## Supplied text
A code of conduct generally focuses on promoting fairness and preventing discrimination on the basis of sex, race or religion. In addition, it makes it mandatory for the top management to act in accordance with a pre-specified set of guidelines whenever it exercises authority or control. As discussed, corporate governance is an approach to create a balance between internal and external stakeholders such as management, customers, suppliers, financiers, government and the community.

An organisation would be able to coordinate with external stakeholders if its internal stakeholders comply with the defined code of conduct. For instance, an organisation needs to promise its shareholders for paying decent dividends in the upcoming year. In such a case, if the internal management does not act as per the rules prescribed in the dividend policy of the organisation, it may damage the image of the organisation in the market.

The effective implementation of the code of conduct depends a great deal on the board of directors (BODs) of an organisation and the committees formed by them. Let us discuss the important components of the internal corporate governance in the next sections.

## Set problem a
Show every line of the records below that contains the string "white", copying each line in full. Case counts.

## Data rows
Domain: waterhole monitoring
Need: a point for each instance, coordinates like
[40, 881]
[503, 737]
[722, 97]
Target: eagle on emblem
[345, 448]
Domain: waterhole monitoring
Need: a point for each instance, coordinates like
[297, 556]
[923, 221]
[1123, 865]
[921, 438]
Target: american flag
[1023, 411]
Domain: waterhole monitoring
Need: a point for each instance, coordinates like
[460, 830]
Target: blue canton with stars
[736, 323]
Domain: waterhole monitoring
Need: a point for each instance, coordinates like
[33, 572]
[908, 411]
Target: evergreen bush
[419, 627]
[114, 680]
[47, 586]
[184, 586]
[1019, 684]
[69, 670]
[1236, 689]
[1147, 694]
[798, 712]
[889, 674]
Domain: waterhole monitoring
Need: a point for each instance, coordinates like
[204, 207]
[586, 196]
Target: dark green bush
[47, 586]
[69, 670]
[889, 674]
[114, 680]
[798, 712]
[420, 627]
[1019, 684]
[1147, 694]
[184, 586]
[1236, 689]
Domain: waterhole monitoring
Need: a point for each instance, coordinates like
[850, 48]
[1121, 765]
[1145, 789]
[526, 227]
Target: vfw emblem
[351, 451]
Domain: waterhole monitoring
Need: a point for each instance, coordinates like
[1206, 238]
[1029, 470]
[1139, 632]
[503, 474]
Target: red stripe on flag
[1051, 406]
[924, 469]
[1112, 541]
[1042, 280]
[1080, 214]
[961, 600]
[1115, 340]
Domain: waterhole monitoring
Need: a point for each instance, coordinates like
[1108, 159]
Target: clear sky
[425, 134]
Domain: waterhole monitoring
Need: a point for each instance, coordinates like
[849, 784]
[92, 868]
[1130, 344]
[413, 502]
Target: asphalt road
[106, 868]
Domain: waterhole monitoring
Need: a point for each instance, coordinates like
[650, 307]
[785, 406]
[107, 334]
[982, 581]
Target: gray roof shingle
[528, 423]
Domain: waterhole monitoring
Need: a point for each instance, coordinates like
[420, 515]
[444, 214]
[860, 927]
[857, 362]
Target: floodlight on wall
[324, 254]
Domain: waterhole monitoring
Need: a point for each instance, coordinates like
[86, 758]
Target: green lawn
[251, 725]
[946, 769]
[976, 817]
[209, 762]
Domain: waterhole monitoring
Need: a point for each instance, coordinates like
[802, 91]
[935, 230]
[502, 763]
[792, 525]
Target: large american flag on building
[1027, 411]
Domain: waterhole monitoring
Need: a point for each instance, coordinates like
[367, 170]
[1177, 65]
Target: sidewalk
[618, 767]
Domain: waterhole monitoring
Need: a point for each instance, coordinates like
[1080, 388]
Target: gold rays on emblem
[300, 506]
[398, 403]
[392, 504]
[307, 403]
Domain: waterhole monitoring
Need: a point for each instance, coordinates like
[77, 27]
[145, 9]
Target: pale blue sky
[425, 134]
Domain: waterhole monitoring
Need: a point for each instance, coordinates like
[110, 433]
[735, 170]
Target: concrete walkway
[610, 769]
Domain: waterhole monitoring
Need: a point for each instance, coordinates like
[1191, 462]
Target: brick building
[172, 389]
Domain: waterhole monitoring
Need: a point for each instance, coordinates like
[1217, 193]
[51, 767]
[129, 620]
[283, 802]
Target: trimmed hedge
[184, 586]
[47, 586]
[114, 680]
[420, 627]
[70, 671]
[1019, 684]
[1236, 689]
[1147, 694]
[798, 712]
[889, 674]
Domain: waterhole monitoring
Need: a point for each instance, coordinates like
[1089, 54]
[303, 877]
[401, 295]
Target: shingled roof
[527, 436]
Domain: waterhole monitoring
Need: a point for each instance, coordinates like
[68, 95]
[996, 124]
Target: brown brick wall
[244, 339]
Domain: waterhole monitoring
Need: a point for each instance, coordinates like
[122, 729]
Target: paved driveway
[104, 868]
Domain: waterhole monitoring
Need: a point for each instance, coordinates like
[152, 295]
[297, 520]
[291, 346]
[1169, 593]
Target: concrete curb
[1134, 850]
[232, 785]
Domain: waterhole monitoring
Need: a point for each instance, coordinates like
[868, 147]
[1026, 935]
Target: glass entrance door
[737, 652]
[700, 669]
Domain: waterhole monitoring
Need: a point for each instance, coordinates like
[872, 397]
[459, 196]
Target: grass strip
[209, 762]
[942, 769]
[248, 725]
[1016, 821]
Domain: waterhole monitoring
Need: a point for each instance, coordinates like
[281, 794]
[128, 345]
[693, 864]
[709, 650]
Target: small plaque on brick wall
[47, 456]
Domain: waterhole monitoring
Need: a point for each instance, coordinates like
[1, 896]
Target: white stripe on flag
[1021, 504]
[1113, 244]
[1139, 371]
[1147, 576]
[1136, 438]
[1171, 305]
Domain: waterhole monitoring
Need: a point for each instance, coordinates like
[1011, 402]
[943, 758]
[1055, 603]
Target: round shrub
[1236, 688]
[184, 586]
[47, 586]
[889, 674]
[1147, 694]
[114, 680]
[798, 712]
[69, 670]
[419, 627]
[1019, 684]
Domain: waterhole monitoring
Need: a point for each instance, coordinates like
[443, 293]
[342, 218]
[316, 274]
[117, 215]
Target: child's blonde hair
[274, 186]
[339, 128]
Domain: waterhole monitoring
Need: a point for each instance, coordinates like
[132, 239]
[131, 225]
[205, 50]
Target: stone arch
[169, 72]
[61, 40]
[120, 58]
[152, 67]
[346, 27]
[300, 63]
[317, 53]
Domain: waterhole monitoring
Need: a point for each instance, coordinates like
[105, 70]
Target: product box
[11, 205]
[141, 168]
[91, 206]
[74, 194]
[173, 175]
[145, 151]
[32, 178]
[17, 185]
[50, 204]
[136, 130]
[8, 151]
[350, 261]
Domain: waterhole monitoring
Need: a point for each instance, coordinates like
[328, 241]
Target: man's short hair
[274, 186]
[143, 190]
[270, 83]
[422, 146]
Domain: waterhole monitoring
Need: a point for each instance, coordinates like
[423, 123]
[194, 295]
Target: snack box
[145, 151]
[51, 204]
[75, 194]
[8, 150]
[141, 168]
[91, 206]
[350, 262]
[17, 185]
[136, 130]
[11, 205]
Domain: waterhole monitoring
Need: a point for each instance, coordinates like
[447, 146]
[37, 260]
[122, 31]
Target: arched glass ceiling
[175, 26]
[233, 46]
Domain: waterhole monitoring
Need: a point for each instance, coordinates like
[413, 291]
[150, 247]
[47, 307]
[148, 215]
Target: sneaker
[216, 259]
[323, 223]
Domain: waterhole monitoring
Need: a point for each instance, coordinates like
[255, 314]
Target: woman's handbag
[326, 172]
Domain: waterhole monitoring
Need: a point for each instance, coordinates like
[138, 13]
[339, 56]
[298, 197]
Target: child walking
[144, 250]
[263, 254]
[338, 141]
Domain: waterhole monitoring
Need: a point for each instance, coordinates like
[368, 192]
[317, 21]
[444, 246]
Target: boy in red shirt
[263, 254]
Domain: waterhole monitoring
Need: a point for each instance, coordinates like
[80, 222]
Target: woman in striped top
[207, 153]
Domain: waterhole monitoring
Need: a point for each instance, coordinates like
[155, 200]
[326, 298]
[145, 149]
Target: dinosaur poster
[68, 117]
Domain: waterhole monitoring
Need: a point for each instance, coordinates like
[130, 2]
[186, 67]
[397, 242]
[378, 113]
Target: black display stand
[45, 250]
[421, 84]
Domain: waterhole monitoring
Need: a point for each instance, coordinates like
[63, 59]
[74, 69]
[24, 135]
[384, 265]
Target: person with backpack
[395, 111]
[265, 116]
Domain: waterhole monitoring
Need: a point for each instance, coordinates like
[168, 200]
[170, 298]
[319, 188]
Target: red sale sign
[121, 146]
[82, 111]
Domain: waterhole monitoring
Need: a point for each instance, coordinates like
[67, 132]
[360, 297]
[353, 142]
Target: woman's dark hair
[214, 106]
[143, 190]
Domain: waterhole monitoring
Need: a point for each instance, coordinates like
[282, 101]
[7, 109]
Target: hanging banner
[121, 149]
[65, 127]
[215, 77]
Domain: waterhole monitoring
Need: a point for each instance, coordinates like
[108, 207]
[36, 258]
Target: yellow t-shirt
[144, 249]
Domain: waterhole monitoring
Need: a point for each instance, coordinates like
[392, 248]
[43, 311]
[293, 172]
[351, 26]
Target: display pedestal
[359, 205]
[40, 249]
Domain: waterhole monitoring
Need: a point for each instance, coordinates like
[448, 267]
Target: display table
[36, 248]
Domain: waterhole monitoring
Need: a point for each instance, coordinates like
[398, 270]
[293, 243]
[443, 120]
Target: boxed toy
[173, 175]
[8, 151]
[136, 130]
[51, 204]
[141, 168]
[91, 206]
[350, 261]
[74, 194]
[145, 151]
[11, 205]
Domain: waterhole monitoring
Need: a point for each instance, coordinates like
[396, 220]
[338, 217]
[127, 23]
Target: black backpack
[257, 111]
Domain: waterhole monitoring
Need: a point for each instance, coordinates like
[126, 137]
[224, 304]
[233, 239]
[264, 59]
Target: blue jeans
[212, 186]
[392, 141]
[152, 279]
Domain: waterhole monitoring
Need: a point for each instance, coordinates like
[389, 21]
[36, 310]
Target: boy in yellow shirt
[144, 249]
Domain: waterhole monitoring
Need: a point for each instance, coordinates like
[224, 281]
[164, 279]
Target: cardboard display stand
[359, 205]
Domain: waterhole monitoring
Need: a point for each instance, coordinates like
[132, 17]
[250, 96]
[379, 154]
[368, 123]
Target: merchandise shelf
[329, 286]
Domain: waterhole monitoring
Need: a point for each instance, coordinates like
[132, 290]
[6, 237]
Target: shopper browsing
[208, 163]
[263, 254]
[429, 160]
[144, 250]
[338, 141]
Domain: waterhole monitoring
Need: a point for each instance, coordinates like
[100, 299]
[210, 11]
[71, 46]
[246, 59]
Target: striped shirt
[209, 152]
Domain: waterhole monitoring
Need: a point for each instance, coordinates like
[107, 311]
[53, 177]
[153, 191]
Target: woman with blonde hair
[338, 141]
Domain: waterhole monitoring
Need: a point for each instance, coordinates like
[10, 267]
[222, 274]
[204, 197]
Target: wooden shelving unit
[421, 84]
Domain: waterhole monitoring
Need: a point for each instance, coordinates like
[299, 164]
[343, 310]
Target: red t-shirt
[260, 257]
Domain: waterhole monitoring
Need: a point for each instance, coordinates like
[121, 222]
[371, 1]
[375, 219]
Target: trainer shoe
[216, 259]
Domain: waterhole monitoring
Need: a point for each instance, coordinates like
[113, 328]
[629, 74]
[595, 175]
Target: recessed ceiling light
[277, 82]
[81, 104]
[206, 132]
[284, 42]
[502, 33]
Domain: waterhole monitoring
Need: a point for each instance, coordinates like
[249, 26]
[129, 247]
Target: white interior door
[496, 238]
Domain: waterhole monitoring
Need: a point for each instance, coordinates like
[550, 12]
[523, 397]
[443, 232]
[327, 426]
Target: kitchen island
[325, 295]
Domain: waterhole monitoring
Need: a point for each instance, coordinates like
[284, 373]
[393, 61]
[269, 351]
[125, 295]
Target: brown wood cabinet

## Set problem b
Continue the passage on codes of conduct and corporate governance, starting right after its last sentence.

## Exercise response a
Target: white stripe on flag
Target: white interior door

## Exercise response b
Board of Directors

BODs are vested with the responsibility of governing an organisation. The directors are appointed by the shareholders of the organisation. The board further appoints one or more Managing Directors (MDs) or Executive Directors (EDs) after due approval from shareholders.

Good internal corporate governance depends largely on the level of communication and understanding among the directors and the shareholders. Therefore, there should be effective coordination among shareholders and directors so that any conflicts of interest can be avoided.

BODs are accountable towards all the stakeholders pertaining to the functional attributes of the organisation and resolving issues between various stakeholders, such as shareholders, customers, lenders and promoters.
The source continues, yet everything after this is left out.